» Фрагмент текста
П. предоставил в распоряжение Гогена довольно просторную мастерскую, которую он занимал в старинной усадьбе Лезавен, расположенной на лесистом холме, позади церкви. Гоген часто ходил теперь туда кратчайшим путем — по тропинке, окаймленной стеной сухих камней и папоротников. Мастерская с большими светлыми окнами стояла среди каштанов и тополей. От нее к дороге вела липовая аллея. Тут Гоген мог работать в тишине.
Сентябрь… Октябрь… «Дни проходят так однообразно, что мне нечего рассказать тебе, чего бы ты уже не знала». Но пора было думать о возвращении в Париж — «к сожалению, чтобы искать работу». Потому что с возвращением в Париж должны были вернуться и заботы. «Будем надеяться, что керамическая скульптура, которую я буду делать, прокормит нас с Кловисом».
Гоген еще немного продлил свое пребывание в Понт-Авене. 13 ноября он выехал в Париж, где Шуффенекер снял ему «маленькую конуру» на улице Лекурб, 257.
В холодном и унылом осеннем Париже Гоген снова стал влачить нищенское существование.
Он начал работать у Шапле, но деньги это сотрудничество должно было принести не сразу. Гогену удалось продать за триста пятьдесят франков картину Йонкинда и рассчитаться с первоочередными долгами, в частности с долгом за пансион Кловиса, которым его сестра Мари совершенно перестала интересоваться.
У Гогена произошло бурное объяснение с сестрой. Мари, упрекая брата, что он не пытается заработать деньги, а упрямо занимается живописью, предложила ему ехать в Панаму, где ее муж Хуан Урибе собирался основать комиссионное и банковское дело. «Для Панамы подходящего человека не найдешь, — писал Гоген Метте, — никуда не годные служащие требуют две тысячи франков. Вот почему Мари решила устроиться со мной на даровщинку. И довольно об этом, — обрывал сам себя художник. — Противно!»
Гоген со всем пылом окунулся в свою работу над керамикой. «Вдохнуть в вазу жизнь фигуры, не нарушая при этом характера материала и законов геометрии» — вот какую цель он ставил перед собой[73].

» Фрагменты данных
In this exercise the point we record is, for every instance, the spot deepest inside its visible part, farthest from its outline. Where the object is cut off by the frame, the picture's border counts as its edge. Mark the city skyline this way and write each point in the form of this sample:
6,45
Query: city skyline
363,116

* * *

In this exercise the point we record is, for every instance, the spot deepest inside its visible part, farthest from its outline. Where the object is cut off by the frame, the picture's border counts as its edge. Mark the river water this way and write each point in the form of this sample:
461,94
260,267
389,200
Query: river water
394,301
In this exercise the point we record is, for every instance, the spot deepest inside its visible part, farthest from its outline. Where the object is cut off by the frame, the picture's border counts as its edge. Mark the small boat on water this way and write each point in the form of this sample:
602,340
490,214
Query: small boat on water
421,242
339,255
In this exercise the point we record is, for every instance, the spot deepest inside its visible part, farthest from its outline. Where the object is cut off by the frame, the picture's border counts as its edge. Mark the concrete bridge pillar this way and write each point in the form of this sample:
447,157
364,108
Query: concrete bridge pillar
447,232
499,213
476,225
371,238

...

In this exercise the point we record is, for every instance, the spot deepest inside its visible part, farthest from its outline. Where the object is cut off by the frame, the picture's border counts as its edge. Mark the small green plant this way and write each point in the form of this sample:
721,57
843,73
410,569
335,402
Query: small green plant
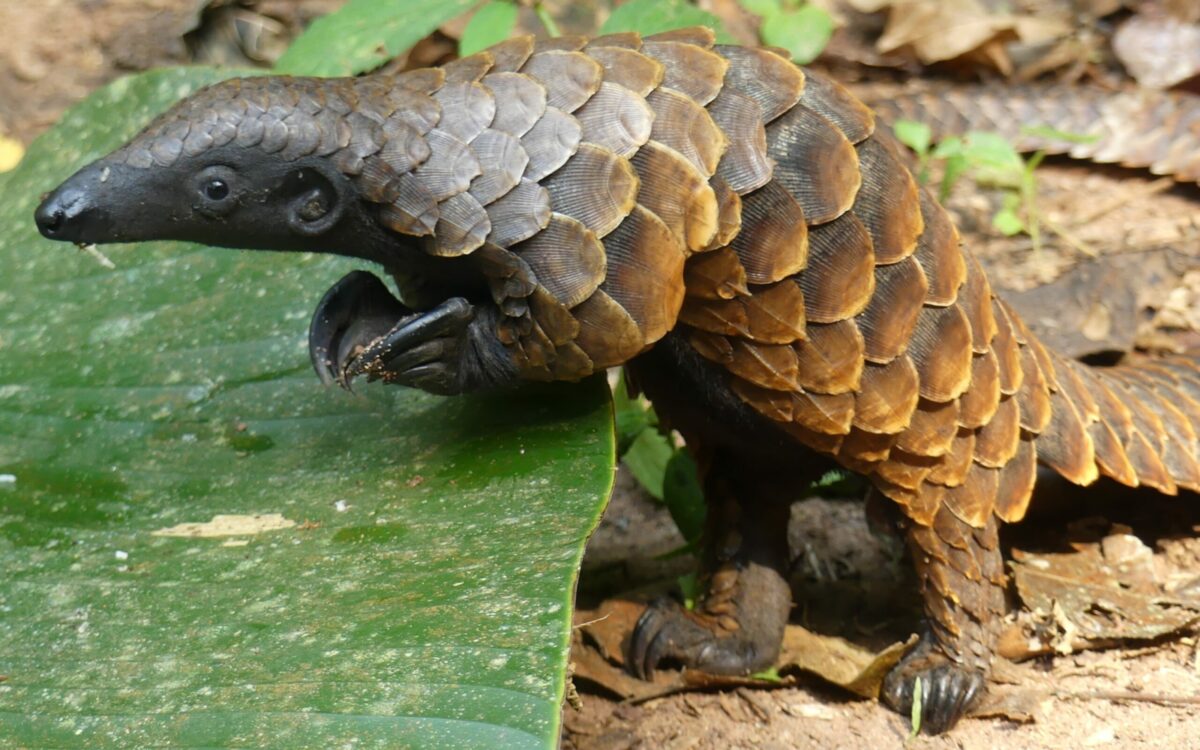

» Задание
Верните дословно часть отрывка о Гогене от слов «Он начал работать» до слов «совершенно перестала интересоваться.» включительно. Опирайтесь исключительно на отрывок о Гогене.

» Ответ на задание
Он начал работать у Шапле, но деньги это сотрудничество должно было принести не сразу. Гогену удалось продать за триста пятьдесят франков картину Йонкинда и рассчитаться с первоочередными долгами, в частности с долгом за пансион Кловиса, которым его сестра Мари совершенно перестала интересоваться.